**Problem to solve**
Please express the items below as a two-column CSV with the headers item_text and answer, with one row per item holding its text and its answer, each in a single quoted field with line breaks replaced by spaces. Begin at the line containing "Would you kindly point to the light" and stop after the line containing "<point>88,93</point>", converting only those items.
****************************************
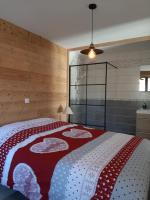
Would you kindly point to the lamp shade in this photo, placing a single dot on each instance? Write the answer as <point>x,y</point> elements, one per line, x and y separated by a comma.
<point>68,111</point>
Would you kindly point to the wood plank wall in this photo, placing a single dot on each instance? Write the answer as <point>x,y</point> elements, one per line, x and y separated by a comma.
<point>30,66</point>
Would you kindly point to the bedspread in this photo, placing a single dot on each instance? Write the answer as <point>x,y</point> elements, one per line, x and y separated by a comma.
<point>61,161</point>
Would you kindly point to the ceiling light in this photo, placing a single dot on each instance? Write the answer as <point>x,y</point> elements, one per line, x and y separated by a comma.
<point>92,51</point>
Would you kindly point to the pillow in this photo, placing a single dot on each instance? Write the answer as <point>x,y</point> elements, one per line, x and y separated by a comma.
<point>9,130</point>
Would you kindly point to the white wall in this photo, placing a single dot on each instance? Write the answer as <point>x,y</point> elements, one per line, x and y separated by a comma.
<point>123,83</point>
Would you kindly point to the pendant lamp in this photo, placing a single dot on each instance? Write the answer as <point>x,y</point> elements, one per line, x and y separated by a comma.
<point>92,51</point>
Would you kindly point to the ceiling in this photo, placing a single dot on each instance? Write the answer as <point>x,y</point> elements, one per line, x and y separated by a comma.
<point>67,22</point>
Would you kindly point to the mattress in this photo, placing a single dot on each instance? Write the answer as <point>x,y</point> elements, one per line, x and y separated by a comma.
<point>49,159</point>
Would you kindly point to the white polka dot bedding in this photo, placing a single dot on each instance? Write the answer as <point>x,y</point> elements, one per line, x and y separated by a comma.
<point>53,160</point>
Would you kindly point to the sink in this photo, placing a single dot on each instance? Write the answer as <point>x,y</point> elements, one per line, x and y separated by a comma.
<point>143,111</point>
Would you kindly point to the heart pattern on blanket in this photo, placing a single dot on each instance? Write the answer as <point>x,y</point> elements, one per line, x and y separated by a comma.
<point>50,145</point>
<point>25,181</point>
<point>77,133</point>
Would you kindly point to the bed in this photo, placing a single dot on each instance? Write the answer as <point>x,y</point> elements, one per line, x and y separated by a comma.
<point>48,159</point>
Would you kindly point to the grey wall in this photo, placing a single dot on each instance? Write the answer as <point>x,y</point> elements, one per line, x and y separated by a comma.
<point>123,97</point>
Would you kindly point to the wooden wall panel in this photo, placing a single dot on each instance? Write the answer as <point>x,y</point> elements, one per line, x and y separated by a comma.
<point>30,66</point>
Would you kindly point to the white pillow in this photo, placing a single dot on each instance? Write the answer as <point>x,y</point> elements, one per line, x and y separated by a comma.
<point>9,130</point>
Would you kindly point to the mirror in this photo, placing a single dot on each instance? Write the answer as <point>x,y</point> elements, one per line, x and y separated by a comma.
<point>144,81</point>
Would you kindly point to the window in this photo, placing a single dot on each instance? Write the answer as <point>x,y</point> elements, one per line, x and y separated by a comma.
<point>144,84</point>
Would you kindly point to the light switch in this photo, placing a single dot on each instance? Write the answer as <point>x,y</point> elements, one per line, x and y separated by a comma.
<point>26,100</point>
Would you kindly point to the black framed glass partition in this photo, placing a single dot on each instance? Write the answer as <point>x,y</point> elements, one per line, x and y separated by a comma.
<point>88,93</point>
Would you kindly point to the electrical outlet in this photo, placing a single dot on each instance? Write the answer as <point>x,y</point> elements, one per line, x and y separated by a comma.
<point>26,100</point>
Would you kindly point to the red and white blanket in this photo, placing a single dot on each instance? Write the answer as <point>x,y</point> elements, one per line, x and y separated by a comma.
<point>29,159</point>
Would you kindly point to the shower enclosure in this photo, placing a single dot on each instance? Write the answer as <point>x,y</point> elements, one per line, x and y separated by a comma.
<point>88,94</point>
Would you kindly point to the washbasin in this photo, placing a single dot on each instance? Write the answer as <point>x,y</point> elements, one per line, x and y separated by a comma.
<point>143,111</point>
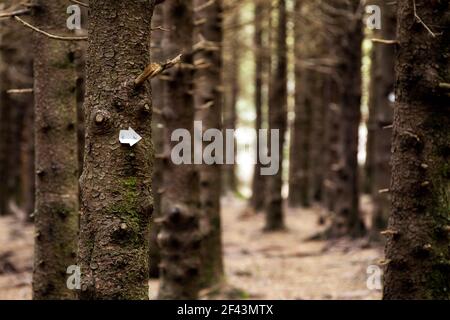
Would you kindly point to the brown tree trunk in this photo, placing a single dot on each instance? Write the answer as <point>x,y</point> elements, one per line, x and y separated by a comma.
<point>258,182</point>
<point>232,90</point>
<point>208,63</point>
<point>346,49</point>
<point>278,121</point>
<point>417,251</point>
<point>158,141</point>
<point>15,109</point>
<point>56,215</point>
<point>300,149</point>
<point>179,237</point>
<point>317,137</point>
<point>116,181</point>
<point>382,85</point>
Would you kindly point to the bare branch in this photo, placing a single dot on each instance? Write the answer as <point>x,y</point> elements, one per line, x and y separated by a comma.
<point>154,69</point>
<point>14,13</point>
<point>384,41</point>
<point>19,91</point>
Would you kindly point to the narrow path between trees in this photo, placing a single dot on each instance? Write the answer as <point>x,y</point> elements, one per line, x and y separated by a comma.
<point>258,265</point>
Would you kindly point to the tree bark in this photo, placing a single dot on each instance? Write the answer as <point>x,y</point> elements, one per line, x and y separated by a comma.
<point>15,111</point>
<point>56,215</point>
<point>116,181</point>
<point>278,120</point>
<point>383,78</point>
<point>208,62</point>
<point>258,182</point>
<point>179,237</point>
<point>417,251</point>
<point>300,149</point>
<point>158,141</point>
<point>232,91</point>
<point>346,49</point>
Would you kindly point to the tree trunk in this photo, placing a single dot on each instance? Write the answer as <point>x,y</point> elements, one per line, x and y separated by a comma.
<point>317,137</point>
<point>208,62</point>
<point>278,121</point>
<point>158,142</point>
<point>258,183</point>
<point>179,237</point>
<point>56,215</point>
<point>383,80</point>
<point>417,251</point>
<point>116,181</point>
<point>232,90</point>
<point>299,164</point>
<point>346,49</point>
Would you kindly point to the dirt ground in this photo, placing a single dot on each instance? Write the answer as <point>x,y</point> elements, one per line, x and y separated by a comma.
<point>283,265</point>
****************************************
**Response to this task**
item_text,answer
"Would you kindly point to the light switch in this photo, placing a single dot on each instance? Write the answer as <point>x,y</point> elements, one per line, x and y separated by a comma.","<point>26,100</point>"
"Would you kindly point to the black framed glass partition in this photo, placing a single dot on each instance? Write the answer as <point>x,y</point> elements, one per line, x and y separated by a comma.","<point>88,93</point>"